─── INFORMATION SUPPLIED ───
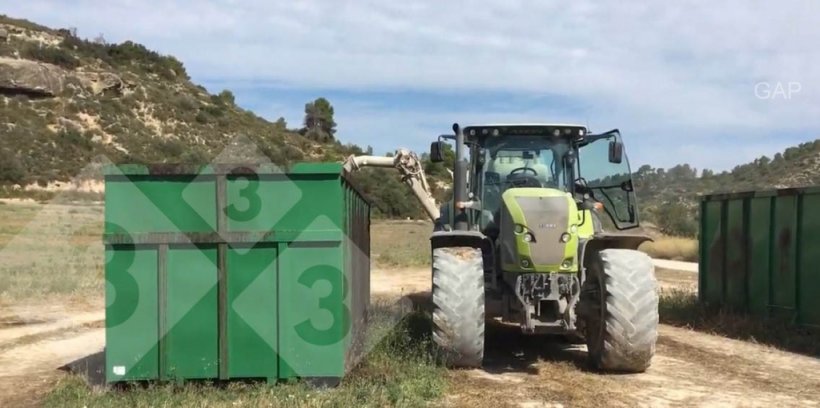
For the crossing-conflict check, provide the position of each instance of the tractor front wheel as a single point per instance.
(621, 295)
(458, 305)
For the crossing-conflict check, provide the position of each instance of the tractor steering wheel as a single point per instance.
(524, 169)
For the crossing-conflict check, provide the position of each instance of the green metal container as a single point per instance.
(226, 272)
(760, 253)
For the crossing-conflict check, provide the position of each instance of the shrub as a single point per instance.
(11, 169)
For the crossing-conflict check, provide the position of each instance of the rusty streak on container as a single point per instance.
(757, 253)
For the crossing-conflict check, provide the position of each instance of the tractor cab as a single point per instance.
(590, 168)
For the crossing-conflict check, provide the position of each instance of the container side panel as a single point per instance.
(131, 334)
(260, 203)
(192, 339)
(252, 312)
(809, 279)
(735, 273)
(312, 308)
(760, 253)
(160, 205)
(319, 206)
(714, 252)
(783, 263)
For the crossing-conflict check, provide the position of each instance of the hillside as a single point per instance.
(67, 100)
(668, 197)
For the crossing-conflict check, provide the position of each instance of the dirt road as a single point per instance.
(690, 368)
(676, 265)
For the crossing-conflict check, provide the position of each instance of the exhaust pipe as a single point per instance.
(460, 182)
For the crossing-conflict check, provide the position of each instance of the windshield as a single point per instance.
(522, 161)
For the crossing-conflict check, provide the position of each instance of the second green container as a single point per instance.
(234, 272)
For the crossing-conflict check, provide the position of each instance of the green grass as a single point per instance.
(50, 250)
(674, 248)
(682, 308)
(401, 370)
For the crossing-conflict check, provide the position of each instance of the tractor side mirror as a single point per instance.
(437, 152)
(616, 152)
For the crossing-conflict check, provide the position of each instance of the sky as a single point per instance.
(710, 83)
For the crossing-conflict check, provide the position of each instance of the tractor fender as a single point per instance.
(473, 239)
(609, 240)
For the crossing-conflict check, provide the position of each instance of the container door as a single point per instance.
(314, 317)
(191, 345)
(131, 314)
(252, 312)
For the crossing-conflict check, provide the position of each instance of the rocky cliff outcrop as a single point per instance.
(30, 78)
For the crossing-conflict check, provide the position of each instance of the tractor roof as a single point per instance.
(524, 129)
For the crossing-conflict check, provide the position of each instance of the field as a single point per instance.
(51, 286)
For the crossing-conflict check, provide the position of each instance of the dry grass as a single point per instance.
(49, 251)
(400, 370)
(400, 243)
(681, 308)
(674, 248)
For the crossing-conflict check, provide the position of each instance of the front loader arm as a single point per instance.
(412, 174)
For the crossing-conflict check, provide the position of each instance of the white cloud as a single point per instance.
(666, 68)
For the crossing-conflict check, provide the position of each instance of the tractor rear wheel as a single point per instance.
(622, 299)
(458, 305)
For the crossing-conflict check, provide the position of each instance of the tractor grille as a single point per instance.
(547, 218)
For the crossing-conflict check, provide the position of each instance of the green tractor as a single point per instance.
(536, 235)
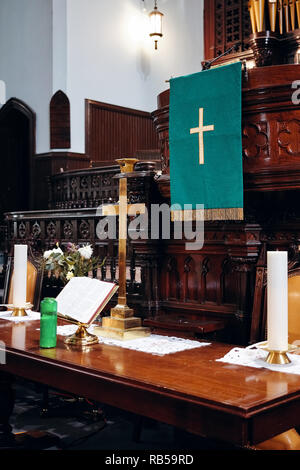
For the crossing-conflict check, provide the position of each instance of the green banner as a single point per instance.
(206, 142)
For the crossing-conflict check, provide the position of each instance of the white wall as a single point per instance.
(96, 49)
(112, 59)
(25, 58)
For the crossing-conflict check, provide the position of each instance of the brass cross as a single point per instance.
(122, 323)
(200, 130)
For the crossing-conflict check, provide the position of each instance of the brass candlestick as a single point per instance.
(277, 357)
(272, 14)
(19, 311)
(81, 337)
(122, 324)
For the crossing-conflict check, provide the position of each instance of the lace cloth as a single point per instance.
(153, 344)
(30, 316)
(253, 356)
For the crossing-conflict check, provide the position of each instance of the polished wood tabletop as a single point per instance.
(188, 389)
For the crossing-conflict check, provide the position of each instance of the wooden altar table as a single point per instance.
(190, 390)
───
Go through the data above and transcribe it in full, omitting any image.

For the crossing-conflict check, provide the position of each instance of the tractor front wheel as a single point per instance.
(621, 295)
(458, 305)
For the crossing-conflict check, provide the position of each instance of the tractor steering wheel as a single point per instance.
(524, 169)
For the crossing-conflict check, provide the position of each instance of the green metal container as a single point per instance.
(226, 272)
(760, 253)
For the crossing-conflict check, provide the position of each instance of the shrub as a single point per instance.
(11, 169)
For the crossing-conflict check, provide the position of each instance of the rusty streak on container as a single point per instance.
(757, 253)
For the crossing-conflict check, provide the position of each instance of the tractor cab as a single point per instance.
(590, 168)
For the crossing-conflict check, provide the position of each instance of the container side panel as a single point per instance.
(131, 334)
(260, 203)
(192, 339)
(252, 312)
(809, 279)
(735, 273)
(312, 308)
(760, 253)
(160, 205)
(319, 206)
(714, 252)
(783, 263)
For the crossing-conflict check, provide the position of each instance of the hillside as a single point per instance.
(67, 100)
(668, 197)
For the crossing-conflict check, provide the position of each instance of the dirt road as a single point per instance.
(690, 368)
(676, 265)
For the crossing-conflict check, provide the position of each instance of the exhaust pipe as a single point per instance.
(460, 182)
For the crossing-conflict check, provide the position of each instance of the windshield as a single point per instance.
(522, 161)
For the crossing-conflict check, provide the position of each instance of the second green container as a single point per instance.
(234, 272)
For the crossing-conflict check, provide the position of each instance of the green grass as a single point per instance.
(50, 250)
(674, 248)
(682, 308)
(401, 370)
For the crossing-conflict check, provide the position of each instance of the tractor side mirror as a single point per instance.
(437, 152)
(616, 152)
For the crossing-conflict check, provide the position of each instance of the sky as a single point per instance.
(710, 83)
For the crossing-conflict check, provide the position of each instance of the tractor fender as a single point per instance.
(473, 239)
(609, 240)
For the crossing-conflict check, provide the position of each instance of the container door as a single point per instance.
(314, 317)
(191, 345)
(131, 314)
(252, 312)
For the crossing-conflict check, provide the position of each instance of the rocky cliff outcrop as a single point per instance.
(30, 78)
For the crossing-conflict check, provide the position of each instance of the tractor roof as a single point per instance.
(524, 129)
For the crossing-conflict check, provide the position of each instance of the field as a single point per instance.
(51, 286)
For the crossing-conflict check, provide the position of each instance of the dry grass as a single point per instance.
(49, 251)
(400, 370)
(400, 243)
(681, 308)
(674, 248)
For the crossing-conflict check, provide the position of each instance of the front loader arm as a single point per instance.
(412, 174)
For the crossing-conflict check, provide the position of each instance of the white cloud as a single point per instance.
(666, 68)
For the crossing-conflict check, provide the position of each instance of the tractor rear wheel as a single point per instance.
(622, 299)
(458, 305)
For the crossing-conflict check, provide the position of each instance of the tractor grille as a single point per instance.
(547, 218)
For the crossing-conflict check, provide the position of each instance of the green tractor as a single point per instance.
(536, 235)
For the crossing-conflict check, provide the position of each instance of the green banner as a single point per instance.
(206, 142)
For the crossing-conflict check, provide the position of each instance of the white wall as a single point per instance.
(96, 49)
(112, 59)
(25, 58)
For the crossing-conflict check, provide the position of each instance of the brass cross as a single point per instance.
(122, 323)
(200, 130)
For the crossing-conflict check, provide the position of each instance of the brass candlestick as a single point per instance.
(277, 357)
(272, 14)
(19, 311)
(81, 337)
(122, 324)
For the crossing-conflict check, provide the position of each instance of the lace cloth as a single point per instance.
(153, 344)
(30, 316)
(253, 356)
For the crossing-conflict check, provide the position of each instance of the polished wood tabletop as a single point per instance.
(188, 389)
For the crossing-conflict check, provide the position of each instance of the wooden altar table as a single point per instance.
(190, 390)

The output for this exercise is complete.